***** Supplied records *****

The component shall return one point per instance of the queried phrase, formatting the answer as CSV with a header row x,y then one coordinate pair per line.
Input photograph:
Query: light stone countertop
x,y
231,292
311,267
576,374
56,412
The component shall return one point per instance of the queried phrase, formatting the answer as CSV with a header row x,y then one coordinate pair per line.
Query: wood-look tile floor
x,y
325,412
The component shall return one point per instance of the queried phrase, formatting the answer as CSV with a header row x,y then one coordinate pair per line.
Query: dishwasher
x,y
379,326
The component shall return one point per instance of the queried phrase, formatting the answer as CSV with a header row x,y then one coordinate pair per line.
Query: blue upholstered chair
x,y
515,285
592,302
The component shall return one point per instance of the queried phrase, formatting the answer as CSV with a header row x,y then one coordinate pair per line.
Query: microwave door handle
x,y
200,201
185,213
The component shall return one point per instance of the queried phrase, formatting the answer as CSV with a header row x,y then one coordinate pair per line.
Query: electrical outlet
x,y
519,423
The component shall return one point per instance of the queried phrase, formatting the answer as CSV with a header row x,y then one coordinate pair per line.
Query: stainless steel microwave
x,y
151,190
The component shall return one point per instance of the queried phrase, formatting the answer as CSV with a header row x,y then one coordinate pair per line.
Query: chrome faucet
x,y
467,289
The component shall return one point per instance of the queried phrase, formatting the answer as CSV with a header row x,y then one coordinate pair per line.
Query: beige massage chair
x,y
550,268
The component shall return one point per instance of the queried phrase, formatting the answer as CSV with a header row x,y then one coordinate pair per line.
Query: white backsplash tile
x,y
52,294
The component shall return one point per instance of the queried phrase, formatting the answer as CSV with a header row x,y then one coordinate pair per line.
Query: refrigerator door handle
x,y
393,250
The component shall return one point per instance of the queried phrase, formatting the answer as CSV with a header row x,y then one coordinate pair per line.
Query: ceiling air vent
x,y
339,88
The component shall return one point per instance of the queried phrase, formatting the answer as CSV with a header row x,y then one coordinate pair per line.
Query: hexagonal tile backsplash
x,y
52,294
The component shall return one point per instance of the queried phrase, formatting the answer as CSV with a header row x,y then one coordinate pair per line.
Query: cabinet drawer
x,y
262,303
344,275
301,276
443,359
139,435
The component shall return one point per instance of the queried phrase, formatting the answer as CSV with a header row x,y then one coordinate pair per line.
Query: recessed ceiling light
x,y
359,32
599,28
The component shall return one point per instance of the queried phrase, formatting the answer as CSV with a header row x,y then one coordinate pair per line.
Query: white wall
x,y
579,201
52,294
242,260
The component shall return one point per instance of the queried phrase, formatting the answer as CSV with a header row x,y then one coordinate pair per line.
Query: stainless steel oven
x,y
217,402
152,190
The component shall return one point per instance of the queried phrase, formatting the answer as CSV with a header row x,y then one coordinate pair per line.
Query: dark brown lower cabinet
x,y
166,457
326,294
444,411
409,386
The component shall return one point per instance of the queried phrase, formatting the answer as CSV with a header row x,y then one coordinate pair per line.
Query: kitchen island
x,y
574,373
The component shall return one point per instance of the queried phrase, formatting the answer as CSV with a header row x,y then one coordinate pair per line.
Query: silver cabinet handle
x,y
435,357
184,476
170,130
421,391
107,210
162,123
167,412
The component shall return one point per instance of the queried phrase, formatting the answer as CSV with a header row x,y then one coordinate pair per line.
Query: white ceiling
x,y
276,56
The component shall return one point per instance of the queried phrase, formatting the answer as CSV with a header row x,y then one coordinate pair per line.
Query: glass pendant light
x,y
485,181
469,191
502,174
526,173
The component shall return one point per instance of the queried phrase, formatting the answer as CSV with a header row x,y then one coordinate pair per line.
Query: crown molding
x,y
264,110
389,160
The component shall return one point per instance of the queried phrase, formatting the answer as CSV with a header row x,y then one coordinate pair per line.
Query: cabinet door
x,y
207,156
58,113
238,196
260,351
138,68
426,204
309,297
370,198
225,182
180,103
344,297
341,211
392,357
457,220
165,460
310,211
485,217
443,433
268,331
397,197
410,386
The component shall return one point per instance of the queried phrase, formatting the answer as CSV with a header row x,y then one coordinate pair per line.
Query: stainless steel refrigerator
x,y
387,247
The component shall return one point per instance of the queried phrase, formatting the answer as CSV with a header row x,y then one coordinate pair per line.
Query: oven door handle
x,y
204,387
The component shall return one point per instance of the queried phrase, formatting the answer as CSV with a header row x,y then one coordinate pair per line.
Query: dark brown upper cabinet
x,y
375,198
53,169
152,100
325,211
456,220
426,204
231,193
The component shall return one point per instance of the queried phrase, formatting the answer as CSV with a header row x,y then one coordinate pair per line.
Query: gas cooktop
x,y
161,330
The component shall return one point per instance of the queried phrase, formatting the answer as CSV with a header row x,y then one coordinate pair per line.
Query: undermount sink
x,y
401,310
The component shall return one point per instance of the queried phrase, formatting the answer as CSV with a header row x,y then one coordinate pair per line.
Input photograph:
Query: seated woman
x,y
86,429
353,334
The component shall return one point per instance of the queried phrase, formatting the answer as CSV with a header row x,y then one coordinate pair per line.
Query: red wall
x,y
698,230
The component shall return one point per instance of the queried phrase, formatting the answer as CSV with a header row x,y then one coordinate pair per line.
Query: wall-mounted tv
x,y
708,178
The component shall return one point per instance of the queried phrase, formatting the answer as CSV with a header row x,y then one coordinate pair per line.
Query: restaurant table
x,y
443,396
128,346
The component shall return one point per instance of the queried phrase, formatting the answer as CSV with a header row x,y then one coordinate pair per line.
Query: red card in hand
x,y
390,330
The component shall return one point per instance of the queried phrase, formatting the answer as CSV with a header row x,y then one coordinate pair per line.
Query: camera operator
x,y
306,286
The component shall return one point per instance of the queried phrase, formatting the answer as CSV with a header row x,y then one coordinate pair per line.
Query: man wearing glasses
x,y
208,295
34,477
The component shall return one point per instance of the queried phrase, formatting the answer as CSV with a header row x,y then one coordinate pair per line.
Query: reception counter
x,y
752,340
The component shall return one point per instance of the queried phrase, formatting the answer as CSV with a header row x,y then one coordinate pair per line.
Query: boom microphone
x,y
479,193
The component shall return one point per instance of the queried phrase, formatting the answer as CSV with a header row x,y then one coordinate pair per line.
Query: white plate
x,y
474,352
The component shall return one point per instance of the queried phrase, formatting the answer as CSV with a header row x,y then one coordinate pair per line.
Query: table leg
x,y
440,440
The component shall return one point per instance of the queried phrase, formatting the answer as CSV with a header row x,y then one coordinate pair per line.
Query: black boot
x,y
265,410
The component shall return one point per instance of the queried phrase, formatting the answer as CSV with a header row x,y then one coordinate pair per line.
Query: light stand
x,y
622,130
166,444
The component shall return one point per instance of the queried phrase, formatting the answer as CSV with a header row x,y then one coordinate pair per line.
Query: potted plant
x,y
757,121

*****

■ Task goal ■
Exactly reproduce every line of the records.

■ Problem solution ■
The component shall return one point per instance of the queried phrase, formatting the answer as CSV with a header row x,y then one coordinate pair per line.
Input photograph:
Query: light stone countertop
x,y
231,292
311,267
576,374
56,412
The component shall return one point per instance of the queried phrase, formatting the answer as CSV with a header row x,y then one coordinate pair per line.
Query: wood-look tile floor
x,y
325,412
The component shall return one point per instance of the queried phrase, formatting the answer as CSV with a header row x,y then one coordinate pair per line.
Query: dishwasher
x,y
379,326
The component shall return one point per instance of the queried phrase, formatting the answer as CSV with a header row x,y then one coordinate pair per line.
Query: blue upholstered chair
x,y
515,285
592,302
The component shall return one point per instance of the queried phrase, formatting the answer as CSV with a header row x,y then one coordinate pair per line.
Query: microwave door handle
x,y
200,201
185,213
The component shall return one point per instance of the queried phrase, formatting the answer as CSV with a header row x,y then one coordinate pair per line.
Query: electrical outlet
x,y
519,423
The component shall return one point per instance of the queried phrase, formatting the answer as CSV with a header row x,y then one coordinate pair per line.
Query: stainless steel microwave
x,y
151,190
The component shall return one point per instance of the queried phrase, formatting the answer as CSV with a header row x,y then one coordinate pair per line.
Query: chrome faucet
x,y
467,289
The component shall return one point per instance of the queried phrase, formatting the answer as CSV with a header row x,y then one coordinate pair per line.
Query: beige massage chair
x,y
550,268
The component shall return one point per instance of the queried phrase, formatting the answer as CSV with a header row x,y then one coordinate pair per line.
Query: white backsplash tile
x,y
52,294
The component shall return one point per instance of the queried phrase, formatting the answer as CSV with a header row x,y then one coordinate pair per line.
Query: refrigerator door handle
x,y
393,250
The component shall return one point per instance of the queried phrase, formatting the answer as CSV with a header row x,y then one coordinate pair per line.
Query: ceiling air vent
x,y
339,88
The component shall return one point per instance of the queried phrase, formatting the answer as CSV with a header row x,y then one coordinate pair per line.
Query: hexagonal tile backsplash
x,y
52,294
The component shall return one point per instance of the queried phrase, formatting the answer as CSV with a header row x,y then one coordinate pair per line.
Query: cabinet drawer
x,y
262,303
344,275
301,276
443,359
139,435
The component shall return one point per instance of the queried phrase, formatting the answer as CSV with a header row x,y then one coordinate pair per line.
Query: recessed ceiling light
x,y
359,32
599,28
The component shall return one point per instance of the queried phrase, formatting the answer as CSV with a header row x,y then one coordinate pair per line.
Query: white wall
x,y
579,201
52,294
242,260
The component shall return one point per instance of the queried phrase, formatting the answer as CSV with a header row x,y then one coordinate pair per line.
Query: stainless steel oven
x,y
217,402
152,190
The component shall return one point per instance of the queried phrase, formatting the answer as CSV with a header row x,y then one coordinate pair per line.
Query: dark brown lower cabinet
x,y
166,457
326,294
444,411
409,386
The component shall return one point per instance of the queried phrase, formatting the answer as CSV with a header row x,y then one coordinate pair per line.
Query: kitchen island
x,y
574,373
The component shall return one point per instance of the queried phrase, formatting the answer as CSV with a header row x,y then one coordinate pair per line.
Query: silver cabinet handle
x,y
435,357
184,476
170,130
421,391
107,210
162,123
167,412
The component shall return one point per instance of the queried phrase, formatting the answer as CSV with a header row x,y then one coordinate pair per line.
Query: white ceiling
x,y
276,56
The component shall return one point per instance of the queried phrase, formatting the answer as CSV with a header row x,y then one coordinate pair per line.
Query: glass pendant light
x,y
485,181
469,191
502,174
526,173
The component shall return one point per instance of the queried phrase, formatting the answer as CSV with a header row x,y then one coordinate pair per line.
Query: crown molding
x,y
264,110
389,160
The component shall return one point per instance of the queried phrase, formatting the answer as CSV with a header row x,y then one coordinate pair per line.
Query: cabinet door
x,y
207,156
58,113
238,196
260,351
138,68
426,204
309,297
370,198
225,182
180,103
344,297
341,211
392,357
457,220
165,460
310,211
485,217
443,433
268,331
397,197
410,386
The component shall return one point per instance of the queried phrase, formatting the answer as CSV with a header row x,y then one coordinate pair per line.
Query: stainless steel refrigerator
x,y
387,247
The component shall return one point per instance of the queried phrase, formatting the answer as CSV with a header row x,y then one coordinate pair per line.
Query: oven door handle
x,y
204,387
The component shall return one point per instance of the queried phrase, formatting the answer as CSV with a header row x,y then one coordinate pair per line.
Query: dark brown upper cabinet
x,y
375,198
53,169
152,100
325,211
456,220
426,204
231,193
The component shall return one point per instance of the queried phrase, formatting the answer as CSV with a header row x,y then one coordinate pair per line.
Query: gas cooktop
x,y
161,330
The component shall return one point per instance of the queried phrase, formatting the answer as CSV with a header row x,y then one coordinate pair per line.
Query: undermount sink
x,y
401,310
The component shall return one point per instance of the queried phrase, formatting the answer as CSV with a header row x,y then one coordinate pair per line.
Input photograph:
Query: seated woman
x,y
86,429
353,334
The component shall return one point per instance of the queried phrase, formatting the answer as CSV with a header row x,y then one coordinate pair per line.
Query: red wall
x,y
698,230
The component shall return one point per instance of the queried phrase, formatting the answer as CSV with a header row x,y then one coordinate pair per line.
Query: wall-mounted tv
x,y
708,178
The component shall return one point per instance of the queried phrase, formatting the answer as CSV with a header row x,y then one coordinate pair per line.
Query: restaurant table
x,y
443,396
128,346
The component shall return one point per instance of the queried phrase, formatting the answer as CSV with a header row x,y then one coordinate pair per line.
Query: red card in hand
x,y
390,330
The component shall return one point per instance of the queried phrase, formatting the answer as CSV with a header row x,y then one coordinate pair per line.
Query: camera operator
x,y
306,286
The component shall return one point per instance of the queried phrase, formatting the answer as CSV with a header row x,y then one coordinate pair per line.
Query: man wearing glasses
x,y
208,295
34,477
The component shall return one point per instance of the queried phrase, formatting the answer as CSV with a header row x,y then one coordinate pair per line.
Query: reception counter
x,y
752,340
The component shall return one point per instance of the queried phrase, formatting the answer as CSV with a header row x,y then one coordinate pair per line.
Query: boom microphone
x,y
479,193
The component shall return one point per instance of the queried phrase, formatting the answer as CSV with a header row x,y then one coordinate pair per line.
Query: white plate
x,y
474,352
The component shall return one point per instance of the queried phrase, formatting the answer as CSV with a header row x,y then one coordinate pair per line.
Query: table leg
x,y
440,440
The component shall return one point per instance of the queried phrase, formatting the answer as CSV with a header row x,y then one coordinate pair per line.
Query: black boot
x,y
265,410
The component shall return one point per instance of the queried phrase, formatting the answer as CSV with a header row x,y then one coordinate pair per line.
Query: light stand
x,y
622,130
166,444
The component shall return one point per instance of the queried phrase, formatting the answer as CSV with a header row x,y then one coordinate pair per line.
Query: potted plant
x,y
757,121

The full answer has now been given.